YOUR ASSIGNMENT: Only the number is wanted: how many lines in the data contain "cluster"?
"""
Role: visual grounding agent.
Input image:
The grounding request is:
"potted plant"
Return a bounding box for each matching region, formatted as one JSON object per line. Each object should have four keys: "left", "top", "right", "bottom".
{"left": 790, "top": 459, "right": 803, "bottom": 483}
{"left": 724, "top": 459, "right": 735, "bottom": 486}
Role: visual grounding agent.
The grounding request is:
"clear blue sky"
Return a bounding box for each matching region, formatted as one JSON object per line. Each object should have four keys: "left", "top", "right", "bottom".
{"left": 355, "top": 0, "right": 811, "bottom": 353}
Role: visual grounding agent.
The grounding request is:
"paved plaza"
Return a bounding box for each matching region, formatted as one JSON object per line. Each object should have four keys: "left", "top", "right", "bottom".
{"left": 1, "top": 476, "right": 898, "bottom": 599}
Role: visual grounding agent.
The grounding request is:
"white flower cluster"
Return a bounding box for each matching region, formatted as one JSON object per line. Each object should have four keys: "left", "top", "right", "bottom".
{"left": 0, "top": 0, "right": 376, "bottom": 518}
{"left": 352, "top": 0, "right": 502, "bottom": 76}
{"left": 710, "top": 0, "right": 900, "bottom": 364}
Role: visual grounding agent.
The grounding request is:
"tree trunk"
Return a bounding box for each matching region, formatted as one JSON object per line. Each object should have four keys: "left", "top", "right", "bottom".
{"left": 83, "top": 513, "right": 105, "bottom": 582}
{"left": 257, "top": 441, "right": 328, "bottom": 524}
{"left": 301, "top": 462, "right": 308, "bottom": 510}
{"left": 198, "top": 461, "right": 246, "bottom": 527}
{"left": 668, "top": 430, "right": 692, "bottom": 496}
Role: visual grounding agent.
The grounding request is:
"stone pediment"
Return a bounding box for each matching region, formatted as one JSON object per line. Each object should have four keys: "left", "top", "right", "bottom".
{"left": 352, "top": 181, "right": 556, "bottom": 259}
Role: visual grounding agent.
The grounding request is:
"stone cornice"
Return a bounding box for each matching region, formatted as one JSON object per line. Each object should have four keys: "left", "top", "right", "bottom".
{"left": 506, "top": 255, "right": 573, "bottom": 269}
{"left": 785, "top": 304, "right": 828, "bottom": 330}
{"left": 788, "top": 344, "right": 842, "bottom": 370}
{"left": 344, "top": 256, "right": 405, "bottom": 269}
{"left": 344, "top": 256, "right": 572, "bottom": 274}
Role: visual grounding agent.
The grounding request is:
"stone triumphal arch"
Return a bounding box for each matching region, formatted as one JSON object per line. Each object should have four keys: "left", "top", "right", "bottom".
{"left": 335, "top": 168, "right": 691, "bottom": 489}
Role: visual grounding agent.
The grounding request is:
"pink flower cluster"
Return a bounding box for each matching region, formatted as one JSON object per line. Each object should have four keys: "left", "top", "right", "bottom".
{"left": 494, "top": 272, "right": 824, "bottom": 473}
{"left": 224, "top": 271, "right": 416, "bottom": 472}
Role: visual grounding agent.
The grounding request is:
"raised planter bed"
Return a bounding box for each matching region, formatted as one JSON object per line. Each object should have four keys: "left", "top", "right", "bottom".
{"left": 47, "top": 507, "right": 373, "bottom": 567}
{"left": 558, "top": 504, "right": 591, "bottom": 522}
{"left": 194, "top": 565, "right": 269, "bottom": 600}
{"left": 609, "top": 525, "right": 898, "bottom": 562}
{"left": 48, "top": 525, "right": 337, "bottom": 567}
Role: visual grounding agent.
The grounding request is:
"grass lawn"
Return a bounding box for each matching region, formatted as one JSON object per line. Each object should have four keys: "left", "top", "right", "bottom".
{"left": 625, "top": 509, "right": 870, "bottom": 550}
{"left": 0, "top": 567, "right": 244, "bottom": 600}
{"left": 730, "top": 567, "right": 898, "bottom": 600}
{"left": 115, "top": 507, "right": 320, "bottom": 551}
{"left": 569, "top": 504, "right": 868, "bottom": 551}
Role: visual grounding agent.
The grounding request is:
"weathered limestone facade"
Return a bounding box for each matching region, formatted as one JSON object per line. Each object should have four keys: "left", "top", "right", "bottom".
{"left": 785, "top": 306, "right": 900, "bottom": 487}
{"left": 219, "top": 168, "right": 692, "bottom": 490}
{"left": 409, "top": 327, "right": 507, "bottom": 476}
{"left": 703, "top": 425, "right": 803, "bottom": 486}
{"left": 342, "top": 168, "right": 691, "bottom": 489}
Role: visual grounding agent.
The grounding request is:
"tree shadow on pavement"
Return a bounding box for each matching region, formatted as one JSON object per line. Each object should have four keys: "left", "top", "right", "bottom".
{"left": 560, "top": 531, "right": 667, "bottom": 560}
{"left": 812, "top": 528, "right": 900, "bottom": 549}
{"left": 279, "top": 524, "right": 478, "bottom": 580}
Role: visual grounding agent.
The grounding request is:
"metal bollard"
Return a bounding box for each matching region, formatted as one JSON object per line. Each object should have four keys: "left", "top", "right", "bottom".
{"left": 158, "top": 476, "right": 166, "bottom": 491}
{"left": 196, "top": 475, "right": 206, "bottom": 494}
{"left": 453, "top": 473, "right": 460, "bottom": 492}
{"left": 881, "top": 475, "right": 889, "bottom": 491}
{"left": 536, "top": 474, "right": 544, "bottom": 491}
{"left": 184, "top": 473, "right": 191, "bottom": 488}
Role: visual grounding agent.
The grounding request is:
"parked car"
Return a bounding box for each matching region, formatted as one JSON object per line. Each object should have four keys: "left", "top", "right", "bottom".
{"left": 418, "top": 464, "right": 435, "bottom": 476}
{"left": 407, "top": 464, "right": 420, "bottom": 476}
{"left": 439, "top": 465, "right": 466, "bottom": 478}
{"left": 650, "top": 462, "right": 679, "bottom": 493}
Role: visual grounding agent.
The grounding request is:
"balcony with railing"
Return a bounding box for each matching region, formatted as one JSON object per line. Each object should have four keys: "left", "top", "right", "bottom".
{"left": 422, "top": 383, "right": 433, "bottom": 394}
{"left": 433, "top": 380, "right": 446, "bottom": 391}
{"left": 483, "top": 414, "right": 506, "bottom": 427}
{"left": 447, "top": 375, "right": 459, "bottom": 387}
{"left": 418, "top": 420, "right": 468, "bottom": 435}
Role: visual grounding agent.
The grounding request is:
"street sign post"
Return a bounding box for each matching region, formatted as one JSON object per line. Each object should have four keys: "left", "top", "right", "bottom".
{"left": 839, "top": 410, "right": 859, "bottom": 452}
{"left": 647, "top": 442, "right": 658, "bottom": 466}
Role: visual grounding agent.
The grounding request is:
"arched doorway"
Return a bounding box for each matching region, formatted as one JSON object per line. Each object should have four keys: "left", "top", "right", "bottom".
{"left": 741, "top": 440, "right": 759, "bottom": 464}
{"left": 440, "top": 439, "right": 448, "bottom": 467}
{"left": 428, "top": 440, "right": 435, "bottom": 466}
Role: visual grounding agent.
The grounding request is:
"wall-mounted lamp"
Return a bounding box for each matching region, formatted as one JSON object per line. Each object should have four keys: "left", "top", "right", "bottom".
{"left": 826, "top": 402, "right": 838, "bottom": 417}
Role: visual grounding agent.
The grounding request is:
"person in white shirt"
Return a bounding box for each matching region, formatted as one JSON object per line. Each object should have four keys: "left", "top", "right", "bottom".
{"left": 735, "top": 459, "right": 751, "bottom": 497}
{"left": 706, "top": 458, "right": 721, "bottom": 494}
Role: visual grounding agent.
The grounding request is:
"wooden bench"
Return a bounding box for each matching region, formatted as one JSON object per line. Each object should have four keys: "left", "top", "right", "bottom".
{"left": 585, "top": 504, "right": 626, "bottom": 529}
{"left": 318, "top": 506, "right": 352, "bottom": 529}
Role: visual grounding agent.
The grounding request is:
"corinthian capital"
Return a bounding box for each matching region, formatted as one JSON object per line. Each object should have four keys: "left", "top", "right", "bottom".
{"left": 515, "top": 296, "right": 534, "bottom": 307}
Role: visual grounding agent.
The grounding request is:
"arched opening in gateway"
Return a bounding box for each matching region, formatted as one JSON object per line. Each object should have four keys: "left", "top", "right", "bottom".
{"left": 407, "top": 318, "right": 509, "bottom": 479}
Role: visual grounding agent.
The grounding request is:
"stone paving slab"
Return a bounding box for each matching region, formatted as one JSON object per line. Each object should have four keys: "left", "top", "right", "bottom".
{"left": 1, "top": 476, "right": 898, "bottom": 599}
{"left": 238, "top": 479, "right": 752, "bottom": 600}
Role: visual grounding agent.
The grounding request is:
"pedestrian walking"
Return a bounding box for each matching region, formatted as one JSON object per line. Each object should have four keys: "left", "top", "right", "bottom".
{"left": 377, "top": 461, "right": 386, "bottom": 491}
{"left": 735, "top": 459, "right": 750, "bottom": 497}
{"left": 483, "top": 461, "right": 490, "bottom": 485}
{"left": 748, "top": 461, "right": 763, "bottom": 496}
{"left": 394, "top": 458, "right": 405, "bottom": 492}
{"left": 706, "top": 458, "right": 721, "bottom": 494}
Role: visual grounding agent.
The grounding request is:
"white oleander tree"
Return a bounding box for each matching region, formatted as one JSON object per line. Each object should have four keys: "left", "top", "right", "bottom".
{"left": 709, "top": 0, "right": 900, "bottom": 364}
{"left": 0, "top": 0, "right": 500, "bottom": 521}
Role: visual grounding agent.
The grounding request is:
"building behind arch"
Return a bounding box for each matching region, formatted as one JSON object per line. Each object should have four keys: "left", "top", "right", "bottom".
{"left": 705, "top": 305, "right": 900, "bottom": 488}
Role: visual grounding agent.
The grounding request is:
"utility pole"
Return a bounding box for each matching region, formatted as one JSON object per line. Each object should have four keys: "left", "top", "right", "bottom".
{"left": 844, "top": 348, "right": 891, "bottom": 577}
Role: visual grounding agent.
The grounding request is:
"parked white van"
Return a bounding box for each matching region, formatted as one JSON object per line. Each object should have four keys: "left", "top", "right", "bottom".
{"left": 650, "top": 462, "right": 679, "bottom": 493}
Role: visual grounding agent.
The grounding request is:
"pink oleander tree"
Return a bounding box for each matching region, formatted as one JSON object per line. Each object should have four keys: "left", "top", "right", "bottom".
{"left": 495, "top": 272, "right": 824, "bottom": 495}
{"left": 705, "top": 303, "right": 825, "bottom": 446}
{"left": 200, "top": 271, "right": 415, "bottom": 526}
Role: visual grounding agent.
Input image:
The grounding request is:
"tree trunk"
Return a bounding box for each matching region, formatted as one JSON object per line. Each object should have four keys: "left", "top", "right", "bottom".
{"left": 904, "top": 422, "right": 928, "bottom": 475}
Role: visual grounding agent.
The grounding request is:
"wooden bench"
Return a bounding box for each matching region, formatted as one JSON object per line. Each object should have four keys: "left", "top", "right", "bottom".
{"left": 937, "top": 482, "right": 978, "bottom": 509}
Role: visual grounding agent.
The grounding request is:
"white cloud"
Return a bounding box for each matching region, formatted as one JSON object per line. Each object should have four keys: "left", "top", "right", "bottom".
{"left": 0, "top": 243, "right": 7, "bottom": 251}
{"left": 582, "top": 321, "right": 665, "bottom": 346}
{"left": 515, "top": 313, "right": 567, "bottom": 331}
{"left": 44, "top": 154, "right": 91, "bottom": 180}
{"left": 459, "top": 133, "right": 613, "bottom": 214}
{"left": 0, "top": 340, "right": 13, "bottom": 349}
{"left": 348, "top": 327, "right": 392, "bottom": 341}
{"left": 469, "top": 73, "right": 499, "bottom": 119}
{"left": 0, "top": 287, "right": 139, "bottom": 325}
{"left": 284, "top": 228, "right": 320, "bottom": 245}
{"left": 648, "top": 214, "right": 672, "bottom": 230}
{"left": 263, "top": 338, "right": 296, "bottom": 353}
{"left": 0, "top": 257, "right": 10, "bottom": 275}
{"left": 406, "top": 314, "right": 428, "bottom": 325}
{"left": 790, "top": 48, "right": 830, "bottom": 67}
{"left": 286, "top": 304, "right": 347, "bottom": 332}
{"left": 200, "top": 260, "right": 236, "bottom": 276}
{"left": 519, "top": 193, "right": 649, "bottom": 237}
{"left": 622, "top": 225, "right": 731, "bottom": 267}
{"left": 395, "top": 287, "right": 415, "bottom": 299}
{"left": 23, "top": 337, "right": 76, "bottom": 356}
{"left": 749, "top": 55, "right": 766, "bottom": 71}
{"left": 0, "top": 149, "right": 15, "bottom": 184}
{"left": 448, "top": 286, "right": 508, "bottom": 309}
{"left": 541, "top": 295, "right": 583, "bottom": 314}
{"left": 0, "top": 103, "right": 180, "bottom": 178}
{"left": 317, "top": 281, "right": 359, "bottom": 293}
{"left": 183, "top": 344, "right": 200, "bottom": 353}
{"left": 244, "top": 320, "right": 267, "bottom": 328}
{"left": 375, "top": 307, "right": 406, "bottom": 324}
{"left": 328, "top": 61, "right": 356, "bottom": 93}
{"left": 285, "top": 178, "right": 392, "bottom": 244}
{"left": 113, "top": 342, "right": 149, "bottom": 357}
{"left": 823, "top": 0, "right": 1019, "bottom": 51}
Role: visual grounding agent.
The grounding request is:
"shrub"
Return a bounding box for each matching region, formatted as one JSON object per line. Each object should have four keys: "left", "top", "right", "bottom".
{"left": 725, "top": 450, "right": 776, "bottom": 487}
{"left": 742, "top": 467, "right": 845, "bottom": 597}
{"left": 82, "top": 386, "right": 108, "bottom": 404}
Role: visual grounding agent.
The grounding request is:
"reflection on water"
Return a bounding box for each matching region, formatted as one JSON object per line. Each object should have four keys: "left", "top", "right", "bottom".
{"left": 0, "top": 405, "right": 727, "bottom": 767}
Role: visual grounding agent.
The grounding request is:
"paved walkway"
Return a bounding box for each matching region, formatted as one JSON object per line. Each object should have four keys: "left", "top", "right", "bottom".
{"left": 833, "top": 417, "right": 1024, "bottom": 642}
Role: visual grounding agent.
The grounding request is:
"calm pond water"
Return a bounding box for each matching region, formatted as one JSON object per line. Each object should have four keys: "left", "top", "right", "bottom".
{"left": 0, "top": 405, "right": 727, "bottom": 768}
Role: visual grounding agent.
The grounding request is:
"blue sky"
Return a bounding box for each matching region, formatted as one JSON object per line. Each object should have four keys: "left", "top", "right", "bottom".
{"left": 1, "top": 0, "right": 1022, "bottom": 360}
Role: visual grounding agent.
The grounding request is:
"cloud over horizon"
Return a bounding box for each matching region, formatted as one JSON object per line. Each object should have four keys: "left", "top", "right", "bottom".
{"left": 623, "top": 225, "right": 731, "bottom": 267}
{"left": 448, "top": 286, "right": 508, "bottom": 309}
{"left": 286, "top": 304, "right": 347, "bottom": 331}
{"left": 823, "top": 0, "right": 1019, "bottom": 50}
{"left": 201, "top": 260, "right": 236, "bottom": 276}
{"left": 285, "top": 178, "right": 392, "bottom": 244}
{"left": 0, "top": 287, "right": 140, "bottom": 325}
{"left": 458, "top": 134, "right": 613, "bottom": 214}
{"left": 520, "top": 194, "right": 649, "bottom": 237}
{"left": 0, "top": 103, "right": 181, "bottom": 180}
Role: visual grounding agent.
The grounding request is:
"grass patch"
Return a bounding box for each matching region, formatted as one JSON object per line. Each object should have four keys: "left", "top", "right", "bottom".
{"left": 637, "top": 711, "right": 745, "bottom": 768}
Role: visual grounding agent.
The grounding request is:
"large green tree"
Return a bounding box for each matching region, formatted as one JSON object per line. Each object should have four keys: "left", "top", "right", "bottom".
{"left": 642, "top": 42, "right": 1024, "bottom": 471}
"""
WRITTEN ANSWER: 2